What the task requires. In the listing below, add 143 to every x and y coordinate in the answer points and rewrite the stretch from the line containing "Each instance receives one keypoint. Tag the white" through the line containing "<point>415,520</point>", keeping the labeling instructions unchanged.

Data provided.
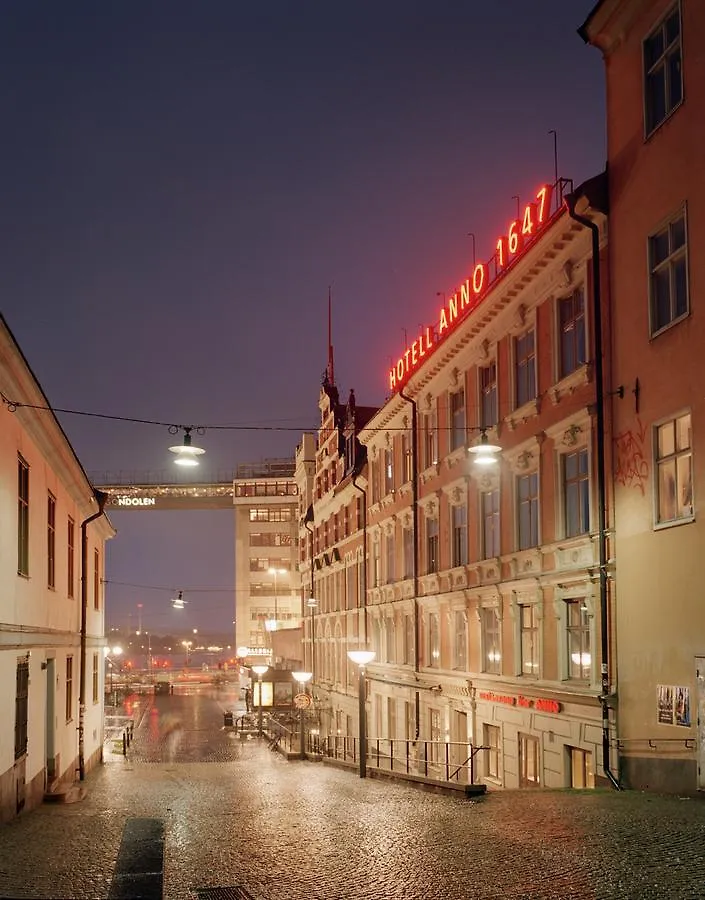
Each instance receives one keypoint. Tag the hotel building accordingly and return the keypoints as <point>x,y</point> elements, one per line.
<point>655,76</point>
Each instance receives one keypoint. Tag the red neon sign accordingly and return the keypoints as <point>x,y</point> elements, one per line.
<point>520,235</point>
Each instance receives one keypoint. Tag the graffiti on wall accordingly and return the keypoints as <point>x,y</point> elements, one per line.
<point>631,463</point>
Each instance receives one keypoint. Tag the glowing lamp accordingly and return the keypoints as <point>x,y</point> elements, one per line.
<point>484,453</point>
<point>186,453</point>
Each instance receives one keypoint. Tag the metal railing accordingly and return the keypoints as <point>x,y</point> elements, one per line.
<point>446,761</point>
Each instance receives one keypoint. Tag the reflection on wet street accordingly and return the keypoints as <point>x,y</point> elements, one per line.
<point>186,726</point>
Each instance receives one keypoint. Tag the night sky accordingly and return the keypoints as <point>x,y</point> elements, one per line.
<point>182,182</point>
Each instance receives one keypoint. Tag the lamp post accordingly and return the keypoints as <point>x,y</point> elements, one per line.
<point>259,671</point>
<point>302,678</point>
<point>362,658</point>
<point>276,572</point>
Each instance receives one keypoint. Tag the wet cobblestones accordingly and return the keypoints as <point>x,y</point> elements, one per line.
<point>308,830</point>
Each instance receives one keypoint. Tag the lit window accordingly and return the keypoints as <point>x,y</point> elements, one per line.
<point>491,641</point>
<point>668,284</point>
<point>529,627</point>
<point>525,368</point>
<point>578,636</point>
<point>488,395</point>
<point>528,510</point>
<point>576,492</point>
<point>459,526</point>
<point>490,524</point>
<point>571,323</point>
<point>663,75</point>
<point>434,640</point>
<point>457,420</point>
<point>432,548</point>
<point>674,462</point>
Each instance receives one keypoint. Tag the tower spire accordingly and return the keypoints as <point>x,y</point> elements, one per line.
<point>330,369</point>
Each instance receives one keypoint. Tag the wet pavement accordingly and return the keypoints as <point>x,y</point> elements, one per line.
<point>270,829</point>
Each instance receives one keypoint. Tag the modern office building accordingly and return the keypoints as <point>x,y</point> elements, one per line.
<point>52,541</point>
<point>655,76</point>
<point>267,594</point>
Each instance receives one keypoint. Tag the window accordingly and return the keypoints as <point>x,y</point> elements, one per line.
<point>571,322</point>
<point>528,510</point>
<point>71,555</point>
<point>406,458</point>
<point>524,368</point>
<point>51,540</point>
<point>22,517</point>
<point>434,640</point>
<point>491,739</point>
<point>96,579</point>
<point>460,647</point>
<point>489,501</point>
<point>457,419</point>
<point>459,525</point>
<point>432,548</point>
<point>578,635</point>
<point>576,493</point>
<point>391,550</point>
<point>674,462</point>
<point>408,551</point>
<point>668,280</point>
<point>69,688</point>
<point>488,395</point>
<point>409,640</point>
<point>95,678</point>
<point>430,440</point>
<point>529,628</point>
<point>491,641</point>
<point>663,77</point>
<point>529,772</point>
<point>388,473</point>
<point>21,707</point>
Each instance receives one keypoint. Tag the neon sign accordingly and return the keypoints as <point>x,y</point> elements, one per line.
<point>521,234</point>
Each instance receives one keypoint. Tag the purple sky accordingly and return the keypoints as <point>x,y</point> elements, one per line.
<point>183,181</point>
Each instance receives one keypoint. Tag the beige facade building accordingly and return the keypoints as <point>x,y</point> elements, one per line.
<point>655,72</point>
<point>52,543</point>
<point>267,594</point>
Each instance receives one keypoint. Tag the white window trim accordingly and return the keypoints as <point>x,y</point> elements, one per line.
<point>586,592</point>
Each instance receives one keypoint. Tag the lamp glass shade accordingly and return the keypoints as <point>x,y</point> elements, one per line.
<point>361,657</point>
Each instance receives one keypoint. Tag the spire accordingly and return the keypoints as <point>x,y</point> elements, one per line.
<point>329,370</point>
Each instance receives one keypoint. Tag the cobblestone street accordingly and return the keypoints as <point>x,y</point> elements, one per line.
<point>299,829</point>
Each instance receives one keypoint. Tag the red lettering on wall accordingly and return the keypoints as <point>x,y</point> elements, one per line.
<point>522,232</point>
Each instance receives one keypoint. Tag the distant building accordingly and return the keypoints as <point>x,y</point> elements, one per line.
<point>267,596</point>
<point>655,73</point>
<point>51,596</point>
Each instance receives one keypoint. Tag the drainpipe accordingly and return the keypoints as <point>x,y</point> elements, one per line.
<point>313,608</point>
<point>570,201</point>
<point>364,554</point>
<point>101,499</point>
<point>415,520</point>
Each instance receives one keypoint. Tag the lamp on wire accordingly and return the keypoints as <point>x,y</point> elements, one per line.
<point>187,454</point>
<point>484,453</point>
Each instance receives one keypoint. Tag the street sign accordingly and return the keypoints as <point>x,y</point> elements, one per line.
<point>302,701</point>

Finished task.
Each instance receives one keypoint. Tag the white window trim accordingly and return the keypoints as <point>x,y</point> elements, one per line.
<point>729,735</point>
Each instance receives one keypoint. Tag the lamp glass shade accordingly and return the keypoints as <point>x,y</point> elements, one per line.
<point>504,800</point>
Each instance receives one keypoint. Tag the spire accordingly and return the keypoints as <point>x,y</point> elements, one per line.
<point>472,513</point>
Each instance receives one keypoint. Tag the cobblestone street accordingly and return the keypoints as <point>x,y</point> elements, one per line.
<point>442,972</point>
Each instance receives one keypoint. Tag the red lettering on wall accordingly and return the keypoints as <point>x,y</point> elements, one per line.
<point>665,375</point>
Each instance receives one keypoint. Tag the distant building accordingly and return the keypoints as <point>x,y</point> elements, one per line.
<point>410,739</point>
<point>798,216</point>
<point>194,739</point>
Each instance receives one keypoint. Tag the drainpipe accordingly and return the keypoints as <point>x,y</point> elements, one per line.
<point>456,751</point>
<point>713,344</point>
<point>507,697</point>
<point>244,642</point>
<point>558,663</point>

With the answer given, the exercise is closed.